Work order -
Reproduce everything from "Precarious work is" down to "this latter approach." in the passage on precarious work in Chile.

Exercise passage -
════

In Chile, the coup d’état of 1973 led to major social upheavals and government policies which transformed the country from an economic system based on strong social solidarity to a new model in which unregulated markets were designated as the main distribution mechanisms for goods and services [3]. Chile after the coup was quite explicitly seen as a neoliberal experiment [4,5,6] by the government, which introduced a series of political, economic, and social reforms [6] that profoundly impacted workers’ rights. Guided by the neoliberal economy doctrine of Milton Friedman and the Chicago School of Economics, precarious work became a cornerstone of the new economic order in Chile [4, 7]. These neoliberal policies were continued without major changes by consecutive governments long after the end of Pinochet’s dictatorship [8] [9].

During the last decades, precarious work also has grown rapidly and steadily across the world affecting nearly all developed and developing economies [10]. It is no longer only a feature of low-skill positions; and in so-called advanced economies like the U.S. and western Europe, many high-skill jobs are precarious [11], including those for journalists, university adjunct faculty, and other professionals who work as freelancers on a fee basis without hourly contracts or social security coverage [12].

Despite growing recognition in public health and the social sciences of the importance of studying the impacts of precarity on health and society, there is no consensus about an operational definition of precarious work. It is important to clarify that precarity is a characteristic of certain kinds of work, and not of the workers employed in those jobs. We often think of poor or disadvantaged people as being constrained to work under precarious conditions. But, as just noted, precarity is now widespread even in jobs requiring advanced degrees.

Precarious work is often defined in health and economic research using a dichotomous variable in which any type of job that does not offer permanent full employment is considered precarious [13, 14]. Less frequently, precarious work has been considered a multidimensional phenomenon independent from workers’ individual characteristics [15,16,17]. Our work builds on this latter approach.

Precarious work has been linked to a range of negative health impacts [10, 18], including stress and anxiety [15, 19, 20]. Chile, with nearly 50 years of neoliberal economic policies, has one of the highest prevalence rates of mental illness in the world [21] and mental health is the leading cause of medical leave [22]. Between 1990 and 2011, Chile experienced the second highest increase in suicides among the countries of the Organization for Economic Co-operation and Development (OECD), surpassed only by South Korea [23].

════

Given records -
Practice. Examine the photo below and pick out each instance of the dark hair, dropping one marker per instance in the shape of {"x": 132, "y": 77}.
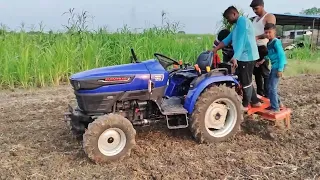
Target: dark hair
{"x": 256, "y": 3}
{"x": 223, "y": 34}
{"x": 269, "y": 26}
{"x": 230, "y": 9}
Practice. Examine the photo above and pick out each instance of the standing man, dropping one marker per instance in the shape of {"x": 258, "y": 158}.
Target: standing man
{"x": 245, "y": 53}
{"x": 261, "y": 69}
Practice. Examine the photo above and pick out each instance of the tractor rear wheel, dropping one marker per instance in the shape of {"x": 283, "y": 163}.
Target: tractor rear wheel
{"x": 109, "y": 138}
{"x": 217, "y": 116}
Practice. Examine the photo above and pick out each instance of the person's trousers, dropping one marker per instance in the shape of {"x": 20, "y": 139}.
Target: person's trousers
{"x": 245, "y": 71}
{"x": 273, "y": 90}
{"x": 262, "y": 72}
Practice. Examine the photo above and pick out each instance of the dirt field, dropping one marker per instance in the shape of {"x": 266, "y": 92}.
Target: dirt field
{"x": 35, "y": 143}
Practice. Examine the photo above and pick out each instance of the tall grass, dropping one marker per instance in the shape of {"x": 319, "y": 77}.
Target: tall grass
{"x": 37, "y": 59}
{"x": 40, "y": 59}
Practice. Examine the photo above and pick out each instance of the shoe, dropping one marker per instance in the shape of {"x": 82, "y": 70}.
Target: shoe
{"x": 256, "y": 104}
{"x": 245, "y": 109}
{"x": 273, "y": 111}
{"x": 281, "y": 105}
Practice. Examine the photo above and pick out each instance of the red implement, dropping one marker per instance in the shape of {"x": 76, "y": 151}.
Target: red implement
{"x": 283, "y": 115}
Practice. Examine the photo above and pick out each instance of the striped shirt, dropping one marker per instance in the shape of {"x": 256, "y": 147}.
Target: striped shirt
{"x": 243, "y": 40}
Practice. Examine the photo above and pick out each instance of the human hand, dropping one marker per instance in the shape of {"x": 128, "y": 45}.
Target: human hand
{"x": 214, "y": 50}
{"x": 258, "y": 63}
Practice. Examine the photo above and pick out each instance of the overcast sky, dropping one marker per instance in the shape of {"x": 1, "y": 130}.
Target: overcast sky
{"x": 195, "y": 16}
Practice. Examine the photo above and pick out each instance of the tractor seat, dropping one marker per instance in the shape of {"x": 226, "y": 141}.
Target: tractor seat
{"x": 205, "y": 59}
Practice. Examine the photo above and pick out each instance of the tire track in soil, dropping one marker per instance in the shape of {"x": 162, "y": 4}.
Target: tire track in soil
{"x": 35, "y": 143}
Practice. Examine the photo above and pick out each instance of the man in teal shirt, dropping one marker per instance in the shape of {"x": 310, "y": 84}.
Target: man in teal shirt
{"x": 245, "y": 53}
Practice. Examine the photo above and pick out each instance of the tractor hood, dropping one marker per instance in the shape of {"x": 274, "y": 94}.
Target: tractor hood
{"x": 118, "y": 70}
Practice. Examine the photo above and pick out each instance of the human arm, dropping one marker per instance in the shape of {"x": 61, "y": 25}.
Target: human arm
{"x": 240, "y": 37}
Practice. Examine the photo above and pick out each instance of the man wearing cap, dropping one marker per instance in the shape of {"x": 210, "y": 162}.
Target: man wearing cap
{"x": 261, "y": 69}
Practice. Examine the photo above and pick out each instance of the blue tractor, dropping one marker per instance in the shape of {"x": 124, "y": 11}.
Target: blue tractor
{"x": 111, "y": 101}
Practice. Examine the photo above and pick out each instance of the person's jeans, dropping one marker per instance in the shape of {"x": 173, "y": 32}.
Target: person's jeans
{"x": 273, "y": 90}
{"x": 244, "y": 72}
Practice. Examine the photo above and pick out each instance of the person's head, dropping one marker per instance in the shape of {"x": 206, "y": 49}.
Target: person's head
{"x": 231, "y": 14}
{"x": 270, "y": 30}
{"x": 257, "y": 7}
{"x": 223, "y": 34}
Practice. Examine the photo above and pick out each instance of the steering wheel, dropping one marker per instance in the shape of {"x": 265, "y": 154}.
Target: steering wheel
{"x": 165, "y": 61}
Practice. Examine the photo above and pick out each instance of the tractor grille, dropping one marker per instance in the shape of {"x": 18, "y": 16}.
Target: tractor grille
{"x": 96, "y": 103}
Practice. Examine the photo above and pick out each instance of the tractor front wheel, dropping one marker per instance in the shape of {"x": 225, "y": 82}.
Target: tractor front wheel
{"x": 109, "y": 138}
{"x": 217, "y": 116}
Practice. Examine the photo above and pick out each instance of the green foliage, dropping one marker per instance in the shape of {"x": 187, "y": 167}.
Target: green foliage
{"x": 37, "y": 58}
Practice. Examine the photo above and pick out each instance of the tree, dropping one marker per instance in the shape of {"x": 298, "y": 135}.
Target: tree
{"x": 311, "y": 11}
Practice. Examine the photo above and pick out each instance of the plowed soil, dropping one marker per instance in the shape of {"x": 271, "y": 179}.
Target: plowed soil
{"x": 36, "y": 143}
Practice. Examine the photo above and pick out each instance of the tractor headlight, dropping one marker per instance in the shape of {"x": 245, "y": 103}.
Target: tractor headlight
{"x": 76, "y": 85}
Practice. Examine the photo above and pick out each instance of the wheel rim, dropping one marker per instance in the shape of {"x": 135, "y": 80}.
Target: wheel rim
{"x": 112, "y": 141}
{"x": 221, "y": 117}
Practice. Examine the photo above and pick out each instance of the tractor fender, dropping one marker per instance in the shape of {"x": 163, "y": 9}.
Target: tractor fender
{"x": 194, "y": 93}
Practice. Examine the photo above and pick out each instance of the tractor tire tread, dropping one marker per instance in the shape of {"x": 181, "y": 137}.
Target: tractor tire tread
{"x": 196, "y": 121}
{"x": 94, "y": 130}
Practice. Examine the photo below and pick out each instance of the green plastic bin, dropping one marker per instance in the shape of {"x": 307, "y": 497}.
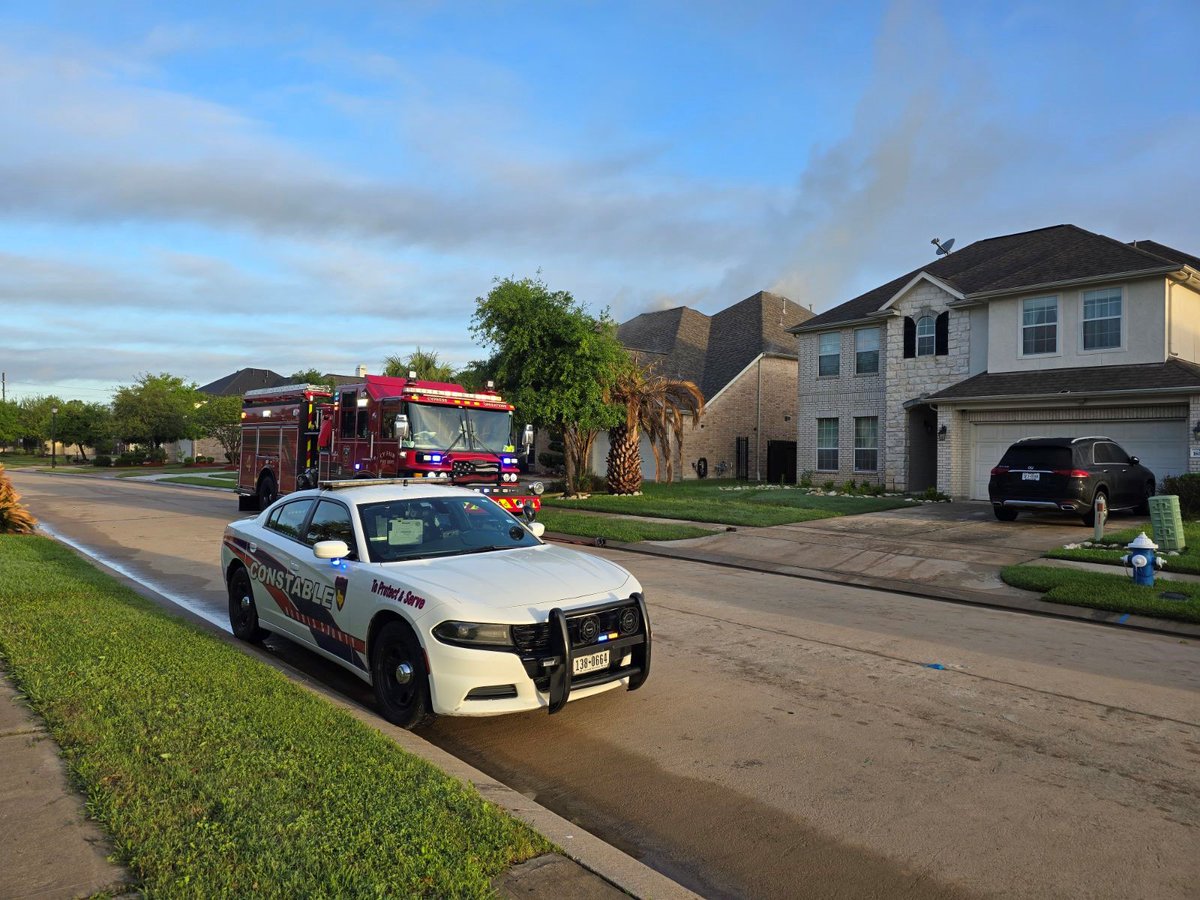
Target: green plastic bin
{"x": 1165, "y": 522}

════

Task response -
Precarious work is often defined in health and economic research using a dichotomous variable in which any type of job that does not offer permanent full employment is considered precarious [13, 14]. Less frequently, precarious work has been considered a multidimensional phenomenon independent from workers’ individual characteristics [15,16,17]. Our work builds on this latter approach.